◆ GIVEN PROBLEM ◆
Recast the lines in the records below as a numbered list, starting with the line that contains "white canopy tent?" and continuing through the line that contains "[221,134,269,155]". Include only those lines and omit any blank ones.

◆ THE RECORDS ◆
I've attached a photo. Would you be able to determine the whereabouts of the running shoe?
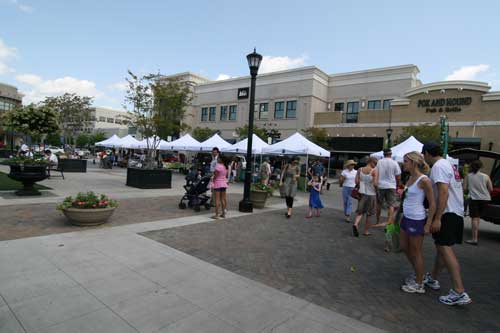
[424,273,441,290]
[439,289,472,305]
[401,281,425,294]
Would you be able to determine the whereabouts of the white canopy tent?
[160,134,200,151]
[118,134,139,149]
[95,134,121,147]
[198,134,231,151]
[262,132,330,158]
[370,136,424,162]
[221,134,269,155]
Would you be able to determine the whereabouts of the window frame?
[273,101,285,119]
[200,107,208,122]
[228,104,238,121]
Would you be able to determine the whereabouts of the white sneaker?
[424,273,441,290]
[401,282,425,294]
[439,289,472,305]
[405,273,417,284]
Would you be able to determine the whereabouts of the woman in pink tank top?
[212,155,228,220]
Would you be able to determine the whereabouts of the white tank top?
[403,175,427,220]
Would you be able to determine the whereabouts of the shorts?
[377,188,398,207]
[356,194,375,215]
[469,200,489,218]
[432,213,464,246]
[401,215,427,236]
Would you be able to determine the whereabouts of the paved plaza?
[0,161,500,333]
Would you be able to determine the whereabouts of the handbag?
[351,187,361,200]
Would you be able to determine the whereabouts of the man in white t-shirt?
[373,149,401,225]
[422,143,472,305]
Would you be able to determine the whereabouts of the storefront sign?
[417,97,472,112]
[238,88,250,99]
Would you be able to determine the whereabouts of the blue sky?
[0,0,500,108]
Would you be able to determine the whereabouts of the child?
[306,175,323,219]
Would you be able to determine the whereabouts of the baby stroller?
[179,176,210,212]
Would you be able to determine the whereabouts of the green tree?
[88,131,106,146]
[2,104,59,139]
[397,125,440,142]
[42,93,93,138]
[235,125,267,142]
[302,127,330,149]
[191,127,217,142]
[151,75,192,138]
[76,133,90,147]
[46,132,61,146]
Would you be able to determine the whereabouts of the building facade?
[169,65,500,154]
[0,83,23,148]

◆ CORRECT OUTPUT ◆
1. Would you be able to determine the whereabouts of the white canopy tent?
2. [160,134,200,151]
3. [118,134,139,149]
4. [95,134,121,147]
5. [198,134,231,151]
6. [262,132,330,158]
7. [370,136,424,162]
8. [221,134,269,155]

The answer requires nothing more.